* Work instruction *
An exact copy of the listing below is needed, with no pictures in it.

* Information *
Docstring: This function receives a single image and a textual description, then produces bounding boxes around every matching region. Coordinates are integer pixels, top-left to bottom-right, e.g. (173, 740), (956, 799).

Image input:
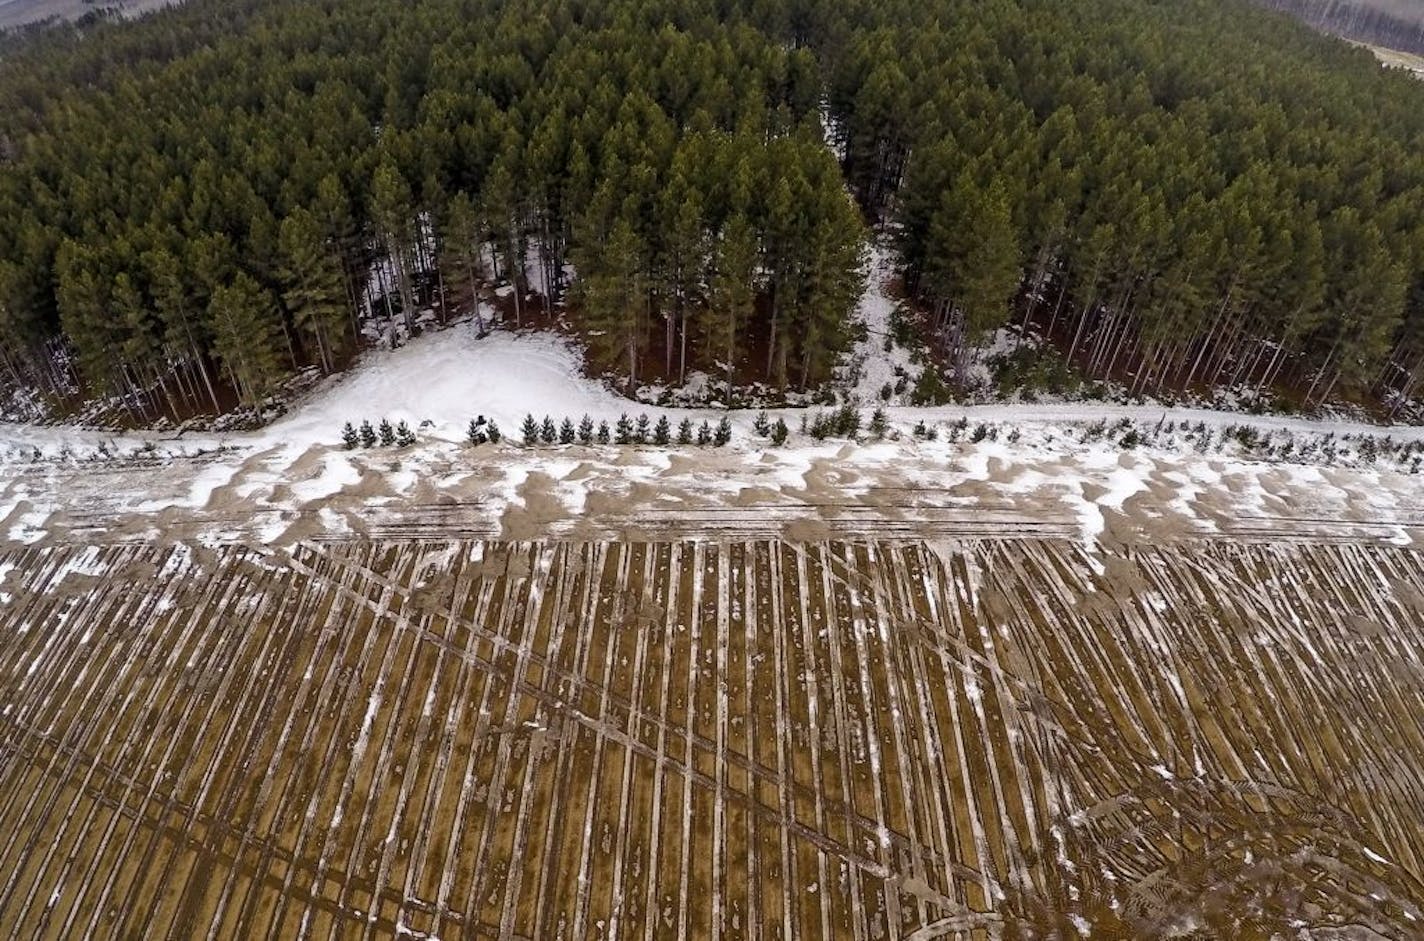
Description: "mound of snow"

(260, 327), (666, 447)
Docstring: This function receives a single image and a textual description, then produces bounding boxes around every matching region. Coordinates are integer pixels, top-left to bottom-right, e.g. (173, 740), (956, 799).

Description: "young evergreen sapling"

(341, 421), (359, 450)
(653, 415), (671, 445)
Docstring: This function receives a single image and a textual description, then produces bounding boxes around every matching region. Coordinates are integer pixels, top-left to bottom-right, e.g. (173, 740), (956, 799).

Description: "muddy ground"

(0, 536), (1421, 939)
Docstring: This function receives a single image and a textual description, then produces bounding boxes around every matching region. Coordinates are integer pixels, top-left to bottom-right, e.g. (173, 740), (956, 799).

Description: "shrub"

(911, 367), (953, 406)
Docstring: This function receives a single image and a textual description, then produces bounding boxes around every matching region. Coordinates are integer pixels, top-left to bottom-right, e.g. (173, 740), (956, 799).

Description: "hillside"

(1254, 0), (1424, 56)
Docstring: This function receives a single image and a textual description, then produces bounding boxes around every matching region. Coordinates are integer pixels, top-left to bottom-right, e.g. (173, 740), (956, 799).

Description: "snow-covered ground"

(1, 317), (1422, 552)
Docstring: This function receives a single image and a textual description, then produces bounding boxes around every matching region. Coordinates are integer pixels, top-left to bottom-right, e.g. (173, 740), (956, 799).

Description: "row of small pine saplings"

(519, 413), (737, 446)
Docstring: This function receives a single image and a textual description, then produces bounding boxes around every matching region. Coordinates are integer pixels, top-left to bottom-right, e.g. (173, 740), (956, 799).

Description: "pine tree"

(468, 418), (488, 445)
(372, 158), (419, 335)
(360, 420), (378, 448)
(753, 411), (771, 436)
(207, 272), (284, 408)
(596, 420), (611, 445)
(869, 407), (889, 439)
(440, 190), (488, 333)
(342, 421), (359, 449)
(577, 414), (595, 444)
(697, 420), (713, 445)
(559, 417), (576, 444)
(577, 216), (647, 389)
(677, 418), (694, 445)
(278, 207), (349, 374)
(379, 418), (396, 446)
(707, 213), (757, 399)
(395, 420), (416, 447)
(522, 413), (540, 445)
(486, 420), (502, 444)
(540, 415), (558, 443)
(653, 415), (671, 445)
(715, 416), (733, 446)
(635, 413), (651, 443)
(771, 418), (789, 446)
(615, 413), (633, 444)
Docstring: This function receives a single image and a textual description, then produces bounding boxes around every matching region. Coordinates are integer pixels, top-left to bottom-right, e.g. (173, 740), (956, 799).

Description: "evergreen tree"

* Your solution *
Docstring: This function receives a single image and a textual description, then produces bounding boxes around every matching region. Coordinates are integer pixels, top-left to bottom-right, e.g. (173, 740), (956, 799).

Image input:
Description: "mound of snow"

(260, 327), (666, 447)
Docstring: This function receives a single image and a textual description, then produces bounding boxes around every matching region. Coordinates are integer pixels, top-left to bottom-right, e.g. (173, 740), (956, 799).

Description: "young evergreen sapling"

(341, 421), (359, 450)
(653, 415), (671, 445)
Docstring: This function receives a single image and a textual description, then produces bounding boxes around every matching region. Coordinates are integer pixels, top-left to bottom-right, e.g. (173, 740), (956, 799).

Description: "muddy ground"

(0, 536), (1421, 939)
Docstring: This function receives a single image and a textual description, then produces bounding boxes around every matching region. Coordinates are integer pixels, top-left to bottom-right, e.g. (173, 740), (956, 799).

Description: "shrub"

(911, 367), (953, 406)
Docstring: This function receives a single image and a textual description, then produces bounding boxes around every matching region. Coordinates are integer pixels, top-left to bottom-right, e.g. (173, 740), (956, 799).

Description: "hillside"

(1254, 0), (1424, 56)
Docstring: This function receives a single image and a textual description, then produces bounding boxes around every matching region. Coordinates are integer pixels, top-left to bottom-right, e.g. (173, 740), (956, 799).

Description: "snow-covered ground"

(1, 317), (1422, 552)
Docstring: This function receives a single image and a textual description, then produces bounding boxes around every matching region. Coordinates are integer pixels, top-left to bottom-right, e.g. (173, 740), (956, 799).

Description: "row of small pine saplings"

(519, 413), (737, 446)
Docstring: This function receives a single image and a textual description, then produces bounding boxes around every matching region. Coordinates are integer pixels, top-left to bottom-right, e.g. (173, 740), (956, 799).

Description: "pine tree"

(468, 418), (488, 445)
(372, 158), (419, 335)
(360, 420), (378, 448)
(753, 411), (771, 436)
(207, 272), (284, 408)
(596, 420), (611, 445)
(869, 407), (889, 439)
(440, 190), (488, 333)
(342, 421), (359, 449)
(577, 414), (595, 444)
(697, 420), (713, 445)
(559, 417), (576, 444)
(577, 216), (647, 389)
(677, 418), (694, 445)
(278, 207), (349, 374)
(379, 418), (396, 446)
(707, 213), (757, 399)
(395, 420), (416, 447)
(522, 413), (540, 445)
(486, 420), (502, 444)
(540, 415), (558, 443)
(653, 415), (671, 445)
(715, 416), (733, 446)
(635, 413), (651, 443)
(771, 418), (789, 446)
(615, 413), (633, 444)
Docstring: This function receives a single image and a textual description, then produces bounding boxes around every matching region. Coordinates are integer pixels, top-left to bottom-right, e.g. (173, 740), (956, 799).

Description: "evergreen tree"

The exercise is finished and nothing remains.